Work request. Given the material below, return only the lines starting at the line with "positive clicks: (261, 202)" and ending at the line with "negative clicks: (273, 203) (240, 187)", exactly as they appear.

Data supplied.
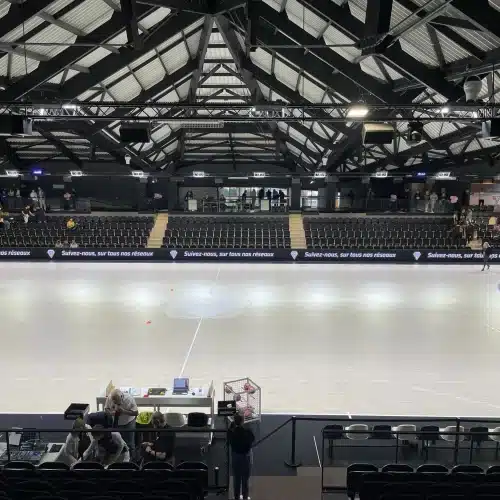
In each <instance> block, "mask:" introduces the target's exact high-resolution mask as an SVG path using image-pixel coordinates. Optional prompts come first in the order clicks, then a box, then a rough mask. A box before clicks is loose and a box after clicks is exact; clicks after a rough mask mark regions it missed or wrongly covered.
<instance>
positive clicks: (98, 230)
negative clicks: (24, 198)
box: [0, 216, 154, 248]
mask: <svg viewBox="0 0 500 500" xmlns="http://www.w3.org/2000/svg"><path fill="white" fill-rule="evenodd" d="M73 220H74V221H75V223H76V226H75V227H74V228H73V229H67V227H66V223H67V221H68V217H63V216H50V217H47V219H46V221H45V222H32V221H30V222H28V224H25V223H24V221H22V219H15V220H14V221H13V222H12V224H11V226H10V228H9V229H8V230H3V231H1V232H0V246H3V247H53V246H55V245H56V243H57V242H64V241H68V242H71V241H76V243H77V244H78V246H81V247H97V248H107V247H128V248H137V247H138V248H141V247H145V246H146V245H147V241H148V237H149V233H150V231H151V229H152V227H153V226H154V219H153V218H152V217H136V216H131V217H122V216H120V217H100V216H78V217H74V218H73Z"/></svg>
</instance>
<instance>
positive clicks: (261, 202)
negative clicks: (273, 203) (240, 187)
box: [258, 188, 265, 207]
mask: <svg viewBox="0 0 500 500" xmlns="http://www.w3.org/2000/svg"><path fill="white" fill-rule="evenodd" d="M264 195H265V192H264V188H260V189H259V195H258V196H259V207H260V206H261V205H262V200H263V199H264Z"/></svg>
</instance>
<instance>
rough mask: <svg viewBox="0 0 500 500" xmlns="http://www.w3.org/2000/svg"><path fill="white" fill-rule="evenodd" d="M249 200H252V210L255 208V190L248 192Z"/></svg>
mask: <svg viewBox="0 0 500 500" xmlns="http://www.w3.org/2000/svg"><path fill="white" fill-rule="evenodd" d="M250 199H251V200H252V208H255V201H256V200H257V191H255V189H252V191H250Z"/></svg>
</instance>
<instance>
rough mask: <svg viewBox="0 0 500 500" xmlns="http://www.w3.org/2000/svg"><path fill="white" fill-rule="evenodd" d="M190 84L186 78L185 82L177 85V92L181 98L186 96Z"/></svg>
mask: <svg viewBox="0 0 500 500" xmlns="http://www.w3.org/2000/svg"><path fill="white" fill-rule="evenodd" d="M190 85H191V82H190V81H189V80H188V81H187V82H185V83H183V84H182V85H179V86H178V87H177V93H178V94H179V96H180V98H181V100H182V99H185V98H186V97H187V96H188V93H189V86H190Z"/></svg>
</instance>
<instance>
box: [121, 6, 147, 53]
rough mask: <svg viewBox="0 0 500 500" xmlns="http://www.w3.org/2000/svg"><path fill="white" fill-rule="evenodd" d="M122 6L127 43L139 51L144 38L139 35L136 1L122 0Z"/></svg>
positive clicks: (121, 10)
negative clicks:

Task response.
positive clicks: (261, 202)
negative clicks: (273, 203) (240, 187)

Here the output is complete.